__WORK TO BE COMPLETED__. Copy the lines below exactly as they appear, omitting the pictures.

☆ ☆ ☆

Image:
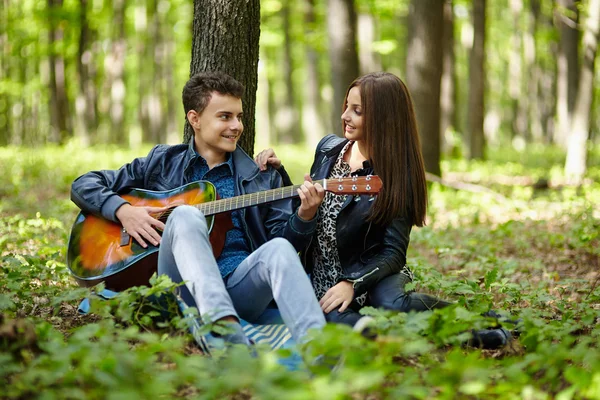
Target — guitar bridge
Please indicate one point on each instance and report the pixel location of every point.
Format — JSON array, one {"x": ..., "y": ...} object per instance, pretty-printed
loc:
[{"x": 125, "y": 238}]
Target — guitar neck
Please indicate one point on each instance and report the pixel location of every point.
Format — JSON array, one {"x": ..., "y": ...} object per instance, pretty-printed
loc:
[{"x": 252, "y": 199}]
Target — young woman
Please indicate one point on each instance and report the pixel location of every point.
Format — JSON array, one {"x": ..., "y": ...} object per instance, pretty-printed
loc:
[{"x": 357, "y": 255}]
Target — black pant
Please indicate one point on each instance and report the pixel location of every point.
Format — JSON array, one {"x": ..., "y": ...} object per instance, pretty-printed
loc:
[{"x": 389, "y": 294}]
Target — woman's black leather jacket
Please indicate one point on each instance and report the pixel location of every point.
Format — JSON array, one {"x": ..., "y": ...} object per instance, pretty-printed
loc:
[{"x": 368, "y": 252}]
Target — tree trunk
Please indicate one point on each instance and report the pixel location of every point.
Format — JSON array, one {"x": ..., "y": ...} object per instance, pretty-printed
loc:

☆ ☆ ☆

__ANSWER TO THIS EXERCISE__.
Image:
Target — guitar bridge
Please indicate one point on each instance and report the pixel location of every point.
Format — JSON array, one {"x": ..., "y": ...} object per instance, pretty-printed
loc:
[{"x": 125, "y": 238}]
Target — guitar neck
Please indicate one point on each instance and report the pixel location of every point.
Format — JSON array, one {"x": ..., "y": ...} object per instance, pretty-printed
loc:
[{"x": 252, "y": 199}]
Target — young woman
Please indicate one point on each instance and report the pixel location of every point.
Format — JSON array, one {"x": ..., "y": ...} object per instance, pretty-printed
loc:
[{"x": 357, "y": 255}]
Target — black pant
Please indicate one point on each instance and report the pixel location of every point.
Format — JSON array, one {"x": ..., "y": ...} object per instance, pretty-printed
loc:
[{"x": 389, "y": 294}]
Target — woman's black leather jacket
Please indicate one point on each instance and report the pixel location of every point.
Format — JSON array, one {"x": ..., "y": ...} object per instance, pretty-printed
loc:
[{"x": 368, "y": 252}]
Target — tree trunk
Please indicate one point on each instance and report the pixel location of every point.
Format — JSON array, one {"x": ..., "y": ...} object per instance, pretty-printed
loc:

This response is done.